* [Exercise aim] Rewrite the entries below, from the first line through the line containing "x=384 y=396", with every line included, requests too. Multiply each answer coordinate by 0.55 and round to a whole number, rounding halves up.
......
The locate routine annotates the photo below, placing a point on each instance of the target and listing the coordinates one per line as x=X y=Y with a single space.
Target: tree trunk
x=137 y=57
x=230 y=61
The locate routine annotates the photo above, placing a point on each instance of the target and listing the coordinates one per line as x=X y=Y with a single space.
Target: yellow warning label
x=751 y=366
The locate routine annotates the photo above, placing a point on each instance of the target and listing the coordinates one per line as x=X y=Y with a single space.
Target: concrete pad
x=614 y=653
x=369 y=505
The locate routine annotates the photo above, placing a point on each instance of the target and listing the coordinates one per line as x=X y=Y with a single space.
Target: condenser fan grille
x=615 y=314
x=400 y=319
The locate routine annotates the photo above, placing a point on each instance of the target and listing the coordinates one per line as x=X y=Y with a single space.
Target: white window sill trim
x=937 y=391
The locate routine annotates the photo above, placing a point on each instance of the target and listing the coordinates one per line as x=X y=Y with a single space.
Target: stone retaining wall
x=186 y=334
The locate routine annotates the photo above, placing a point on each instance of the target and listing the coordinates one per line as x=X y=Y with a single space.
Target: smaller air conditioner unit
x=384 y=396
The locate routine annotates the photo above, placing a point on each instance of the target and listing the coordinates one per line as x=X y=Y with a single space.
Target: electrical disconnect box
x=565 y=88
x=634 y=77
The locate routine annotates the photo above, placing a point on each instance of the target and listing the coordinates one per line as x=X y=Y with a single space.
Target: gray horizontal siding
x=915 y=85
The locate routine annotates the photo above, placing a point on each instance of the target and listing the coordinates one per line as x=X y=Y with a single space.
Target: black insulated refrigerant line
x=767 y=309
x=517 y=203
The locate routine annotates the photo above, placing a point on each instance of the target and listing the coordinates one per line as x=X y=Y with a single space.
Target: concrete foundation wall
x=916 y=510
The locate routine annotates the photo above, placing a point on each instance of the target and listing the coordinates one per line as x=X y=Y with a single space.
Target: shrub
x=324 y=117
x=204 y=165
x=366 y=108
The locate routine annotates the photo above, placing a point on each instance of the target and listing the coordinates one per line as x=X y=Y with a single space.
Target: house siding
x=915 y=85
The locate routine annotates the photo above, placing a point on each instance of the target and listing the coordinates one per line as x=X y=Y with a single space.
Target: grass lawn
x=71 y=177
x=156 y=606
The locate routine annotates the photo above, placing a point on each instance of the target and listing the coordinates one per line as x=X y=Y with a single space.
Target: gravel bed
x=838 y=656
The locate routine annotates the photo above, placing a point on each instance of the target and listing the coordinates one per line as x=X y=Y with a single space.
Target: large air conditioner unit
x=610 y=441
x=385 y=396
......
* [Final result]
The locate routine annotates the photo below, placing a point on each instance of the target and listing the coordinates one per line as x=X y=Y with a single space.
Target: tree trunk
x=75 y=31
x=127 y=34
The locate routine annotates the photo above, placing a point on each instance of the target and listing the coordinates one per line as x=X y=Y with a single space.
Target: yellow warning label
x=413 y=201
The locate routine annotates the photo above, placing a point on each instance of the target and listing the coordinates one per line as x=X y=Y with a single space.
Target: concrete pad
x=338 y=359
x=203 y=278
The locate routine annotates the photo above, placing a point on each instance of the target and listing the coordinates one per line as x=X y=Y with a single space.
Target: condenser fan grille
x=338 y=173
x=220 y=175
The locate routine annotates the photo above, placing a point on each instance of the target and listing the coordinates one per line as x=X y=Y with a single space.
Target: white window sill trim
x=515 y=215
The locate routine annotates the photo above, placing a point on each instance of the target and listing the coordinates one per line as x=X y=Y with a single space.
Target: stone retaining wall
x=102 y=184
The locate routine annotates the photo above, placing a point on each instance of the target and listing the coordinates one per line as x=X y=Y with a single space.
Target: smaller air conditioner unit
x=211 y=218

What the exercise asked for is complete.